August 19, 2007
President Ruth J. Simmons
Address at Touro Synagogue on President Washington’s Letter
Brown University President Ruth J. Simmons delivered the keynote address at the 60th Annual Reading of the George Washington Letter at the nation’s oldest synagogue, Touro Synagogue in Newport, R.I., on Sunday, Aug. 19, 2007, at 1 p.m. The full text of the President’s address follows here.
I extend my heartfelt gratitude for the invitation to be present at this historic site on the occasion of the 60th reading of the letter of President George Washington “To the Hebrew Congregation in Newport.” My gratitude derives from the fact that today’s ceremony is the culmination of a period of study and reflection. The opportunity this summer to visit holy sites in Israel for the first time was a satisfying and stimulating dimension of this summer of reflection. Today’s event is yet another station in a phenomenal personal journey through history’s lessons. That journey began in my youth. Many of you know that the Jewish Diaspora is a prominent theme and reference point in African American Southern Baptist practice. Our songs, rituals and imagery are filled with the inspiring story of the flight from Egypt, the struggle for freedom from bondage, and the making of a community in exile. As a child, experiencing first-hand the strictures of segregation and discrimination in the South, I was enthralled and inspired by the example of wise and just Biblical elders who, through love, faith and a genuine concern for the plight of others, “made a way somehow.” I feel very much that the tenets that inspired the founding of this institution reached out and made a way for me.
I am also humbled to be in the company of others who have had the privilege of speaking on this occasion. Their eminence acknowledges the importance of remembering, commemorating, and returning to the oft-linked stories of liberation and the cementing of community spirit. That the world should forget horrific events, the massive abridgement of freedom, or the toll of gross inhumanity in any sector or form, is always shocking to reasonable men and women. But, in spite of the omnipresence and perceived normalcy of these ills, citing them is an important factor in assuring our freedom as well as our humanity. Such events as this are an endorsement of the virtues and principles that long ago proved necessary in sealing and preserving that humanity. The fifteen families who founded this institution in the mid-sixteen hundreds instruct us today as they have the power to instruct every subsequent generation.

EXTRACTED DATA:
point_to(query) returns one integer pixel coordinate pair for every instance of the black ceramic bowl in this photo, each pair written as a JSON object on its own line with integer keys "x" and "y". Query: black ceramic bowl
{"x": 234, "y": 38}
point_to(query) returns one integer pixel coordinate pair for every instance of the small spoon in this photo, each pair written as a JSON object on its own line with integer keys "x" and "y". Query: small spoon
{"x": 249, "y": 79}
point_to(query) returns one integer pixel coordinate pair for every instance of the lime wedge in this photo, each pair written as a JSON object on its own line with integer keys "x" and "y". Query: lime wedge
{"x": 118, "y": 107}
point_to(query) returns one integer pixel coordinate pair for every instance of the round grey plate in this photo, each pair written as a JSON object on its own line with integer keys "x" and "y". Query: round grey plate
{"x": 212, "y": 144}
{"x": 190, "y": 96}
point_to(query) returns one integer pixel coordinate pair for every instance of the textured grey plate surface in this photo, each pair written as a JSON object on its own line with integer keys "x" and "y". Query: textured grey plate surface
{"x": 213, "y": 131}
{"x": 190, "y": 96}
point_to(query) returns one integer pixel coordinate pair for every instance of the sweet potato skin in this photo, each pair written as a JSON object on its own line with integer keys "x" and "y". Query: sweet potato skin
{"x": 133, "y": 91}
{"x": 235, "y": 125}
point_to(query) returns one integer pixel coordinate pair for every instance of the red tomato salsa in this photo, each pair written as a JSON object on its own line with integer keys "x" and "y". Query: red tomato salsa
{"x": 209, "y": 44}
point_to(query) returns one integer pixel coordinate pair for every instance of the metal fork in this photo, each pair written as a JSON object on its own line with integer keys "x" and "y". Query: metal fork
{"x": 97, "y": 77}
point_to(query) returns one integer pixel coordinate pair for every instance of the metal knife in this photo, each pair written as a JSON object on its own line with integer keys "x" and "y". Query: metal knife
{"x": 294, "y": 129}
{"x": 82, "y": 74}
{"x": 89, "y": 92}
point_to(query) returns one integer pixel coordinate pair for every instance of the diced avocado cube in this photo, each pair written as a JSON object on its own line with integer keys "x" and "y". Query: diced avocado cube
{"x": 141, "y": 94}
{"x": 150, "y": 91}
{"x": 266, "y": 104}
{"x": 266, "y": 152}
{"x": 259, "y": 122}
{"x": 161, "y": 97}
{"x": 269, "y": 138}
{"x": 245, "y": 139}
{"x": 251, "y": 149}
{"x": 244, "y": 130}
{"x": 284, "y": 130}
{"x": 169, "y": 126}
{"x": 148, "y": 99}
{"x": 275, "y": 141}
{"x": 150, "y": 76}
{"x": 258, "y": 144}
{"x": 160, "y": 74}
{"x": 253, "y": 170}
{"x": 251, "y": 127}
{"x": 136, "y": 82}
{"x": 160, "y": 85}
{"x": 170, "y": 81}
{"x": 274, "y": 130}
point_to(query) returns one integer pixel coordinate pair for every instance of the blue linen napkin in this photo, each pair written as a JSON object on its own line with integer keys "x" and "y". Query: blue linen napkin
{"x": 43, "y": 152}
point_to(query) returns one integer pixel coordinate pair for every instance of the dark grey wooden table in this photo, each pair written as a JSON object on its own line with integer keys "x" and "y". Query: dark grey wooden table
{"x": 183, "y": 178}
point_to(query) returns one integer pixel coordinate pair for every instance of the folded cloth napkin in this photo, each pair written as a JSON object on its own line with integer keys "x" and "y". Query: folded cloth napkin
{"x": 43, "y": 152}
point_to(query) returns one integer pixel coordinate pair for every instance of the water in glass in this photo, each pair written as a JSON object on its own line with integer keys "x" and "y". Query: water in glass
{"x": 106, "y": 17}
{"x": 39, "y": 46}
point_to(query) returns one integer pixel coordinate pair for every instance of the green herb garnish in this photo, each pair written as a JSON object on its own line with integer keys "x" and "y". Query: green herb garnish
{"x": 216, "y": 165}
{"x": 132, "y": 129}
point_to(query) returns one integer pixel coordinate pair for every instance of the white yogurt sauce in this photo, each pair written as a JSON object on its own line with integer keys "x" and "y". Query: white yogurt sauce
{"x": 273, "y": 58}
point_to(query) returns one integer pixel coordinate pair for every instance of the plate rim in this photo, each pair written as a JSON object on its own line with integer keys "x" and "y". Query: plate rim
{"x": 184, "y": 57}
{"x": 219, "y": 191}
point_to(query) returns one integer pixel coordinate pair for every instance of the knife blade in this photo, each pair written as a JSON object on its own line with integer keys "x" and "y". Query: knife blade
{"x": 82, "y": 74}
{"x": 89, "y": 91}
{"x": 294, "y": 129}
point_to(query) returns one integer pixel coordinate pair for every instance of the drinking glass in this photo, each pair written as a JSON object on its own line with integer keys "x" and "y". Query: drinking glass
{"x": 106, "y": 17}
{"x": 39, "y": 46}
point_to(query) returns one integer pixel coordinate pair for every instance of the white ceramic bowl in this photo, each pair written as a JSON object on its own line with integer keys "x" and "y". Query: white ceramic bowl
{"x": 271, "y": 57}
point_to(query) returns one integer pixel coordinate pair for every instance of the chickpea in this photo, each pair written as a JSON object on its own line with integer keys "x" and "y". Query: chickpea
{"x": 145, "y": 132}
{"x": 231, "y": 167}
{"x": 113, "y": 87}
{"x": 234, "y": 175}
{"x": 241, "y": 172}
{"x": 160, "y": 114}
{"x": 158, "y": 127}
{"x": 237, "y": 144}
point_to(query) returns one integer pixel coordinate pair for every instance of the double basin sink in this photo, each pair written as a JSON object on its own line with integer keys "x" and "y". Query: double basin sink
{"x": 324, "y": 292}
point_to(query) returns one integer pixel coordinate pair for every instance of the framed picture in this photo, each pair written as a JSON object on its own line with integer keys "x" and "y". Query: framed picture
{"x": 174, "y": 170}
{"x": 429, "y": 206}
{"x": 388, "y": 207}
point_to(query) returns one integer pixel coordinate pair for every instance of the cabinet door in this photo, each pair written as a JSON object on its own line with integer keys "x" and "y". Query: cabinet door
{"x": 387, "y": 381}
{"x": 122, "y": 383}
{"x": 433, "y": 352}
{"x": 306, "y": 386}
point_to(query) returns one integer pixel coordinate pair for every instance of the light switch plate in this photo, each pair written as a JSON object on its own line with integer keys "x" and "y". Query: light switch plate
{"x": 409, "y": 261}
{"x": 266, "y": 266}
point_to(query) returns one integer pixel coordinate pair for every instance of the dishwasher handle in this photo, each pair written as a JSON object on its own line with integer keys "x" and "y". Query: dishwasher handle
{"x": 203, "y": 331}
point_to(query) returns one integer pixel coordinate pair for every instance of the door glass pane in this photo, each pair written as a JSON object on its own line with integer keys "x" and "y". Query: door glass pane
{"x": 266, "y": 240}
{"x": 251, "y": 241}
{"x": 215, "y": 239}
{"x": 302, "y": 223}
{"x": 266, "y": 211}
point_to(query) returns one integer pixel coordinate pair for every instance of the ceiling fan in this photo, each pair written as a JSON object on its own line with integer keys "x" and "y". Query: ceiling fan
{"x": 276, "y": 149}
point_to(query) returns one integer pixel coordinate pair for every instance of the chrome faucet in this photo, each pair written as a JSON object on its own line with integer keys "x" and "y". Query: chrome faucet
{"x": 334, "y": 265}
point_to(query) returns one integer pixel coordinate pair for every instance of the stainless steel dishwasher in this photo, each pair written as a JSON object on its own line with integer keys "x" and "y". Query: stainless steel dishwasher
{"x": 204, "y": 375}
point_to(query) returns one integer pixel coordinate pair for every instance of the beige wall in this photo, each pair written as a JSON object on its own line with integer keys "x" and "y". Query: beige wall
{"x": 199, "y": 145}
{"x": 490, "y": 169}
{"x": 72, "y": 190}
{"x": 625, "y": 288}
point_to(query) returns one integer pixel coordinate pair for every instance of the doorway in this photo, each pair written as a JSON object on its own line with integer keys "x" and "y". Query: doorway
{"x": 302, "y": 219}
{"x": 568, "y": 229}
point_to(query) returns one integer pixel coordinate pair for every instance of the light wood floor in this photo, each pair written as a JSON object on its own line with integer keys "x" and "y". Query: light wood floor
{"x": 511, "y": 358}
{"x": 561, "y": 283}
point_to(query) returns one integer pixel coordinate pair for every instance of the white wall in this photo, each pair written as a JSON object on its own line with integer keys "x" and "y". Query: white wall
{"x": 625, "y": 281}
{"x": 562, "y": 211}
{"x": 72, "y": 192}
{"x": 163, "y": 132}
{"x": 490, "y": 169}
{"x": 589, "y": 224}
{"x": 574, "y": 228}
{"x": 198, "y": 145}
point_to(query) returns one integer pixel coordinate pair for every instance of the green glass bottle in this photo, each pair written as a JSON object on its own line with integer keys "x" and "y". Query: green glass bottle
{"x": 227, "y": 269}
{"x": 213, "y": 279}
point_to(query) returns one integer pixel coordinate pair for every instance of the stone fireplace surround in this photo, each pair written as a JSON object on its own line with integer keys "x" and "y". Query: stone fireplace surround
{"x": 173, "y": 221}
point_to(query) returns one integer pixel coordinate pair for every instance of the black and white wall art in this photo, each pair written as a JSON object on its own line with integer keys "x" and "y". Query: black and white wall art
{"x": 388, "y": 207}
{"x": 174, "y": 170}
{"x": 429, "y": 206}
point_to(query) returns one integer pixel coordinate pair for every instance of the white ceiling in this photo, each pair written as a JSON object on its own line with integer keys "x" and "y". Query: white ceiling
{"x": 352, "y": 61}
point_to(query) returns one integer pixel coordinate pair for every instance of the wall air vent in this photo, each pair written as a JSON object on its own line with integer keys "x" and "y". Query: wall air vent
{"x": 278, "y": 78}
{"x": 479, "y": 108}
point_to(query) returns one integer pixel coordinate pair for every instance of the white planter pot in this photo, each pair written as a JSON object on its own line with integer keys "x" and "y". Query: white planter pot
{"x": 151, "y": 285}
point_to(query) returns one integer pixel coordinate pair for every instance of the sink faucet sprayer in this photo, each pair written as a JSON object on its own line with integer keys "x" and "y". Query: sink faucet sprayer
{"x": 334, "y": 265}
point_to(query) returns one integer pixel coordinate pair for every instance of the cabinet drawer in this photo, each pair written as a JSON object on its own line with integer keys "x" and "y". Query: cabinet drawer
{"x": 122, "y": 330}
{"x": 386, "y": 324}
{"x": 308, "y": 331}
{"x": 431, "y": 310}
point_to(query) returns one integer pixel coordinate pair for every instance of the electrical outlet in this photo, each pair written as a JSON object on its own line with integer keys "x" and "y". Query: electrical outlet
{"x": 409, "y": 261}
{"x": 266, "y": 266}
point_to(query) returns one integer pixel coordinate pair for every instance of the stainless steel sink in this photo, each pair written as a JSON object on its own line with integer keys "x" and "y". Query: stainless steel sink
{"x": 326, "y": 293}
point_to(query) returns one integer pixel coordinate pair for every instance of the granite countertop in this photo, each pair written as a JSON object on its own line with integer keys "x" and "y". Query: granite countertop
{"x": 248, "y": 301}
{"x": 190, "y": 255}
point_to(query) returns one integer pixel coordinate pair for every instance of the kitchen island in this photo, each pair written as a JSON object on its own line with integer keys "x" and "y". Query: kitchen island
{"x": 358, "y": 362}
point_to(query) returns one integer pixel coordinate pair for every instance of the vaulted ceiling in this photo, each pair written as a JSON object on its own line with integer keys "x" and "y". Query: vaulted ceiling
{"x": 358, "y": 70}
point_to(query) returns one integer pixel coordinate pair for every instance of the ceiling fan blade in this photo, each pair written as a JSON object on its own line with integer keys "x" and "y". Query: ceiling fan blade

WHAT YOU NEED TO DO:
Using the Touro Synagogue address, answer each part.
(a) Which annual reading of the George Washington letter was the occasion for the keynote?
(b) In what country did the speaker visit holy sites for the first time that summer?
(c) How many families founded the institution, and in what period?
Rely on the address alone for your answers.

SOLVED EXERCISE:
(a) The 60th Annual Reading.
(b) Israel.
(c) Fifteen families, in the mid-sixteen hundreds.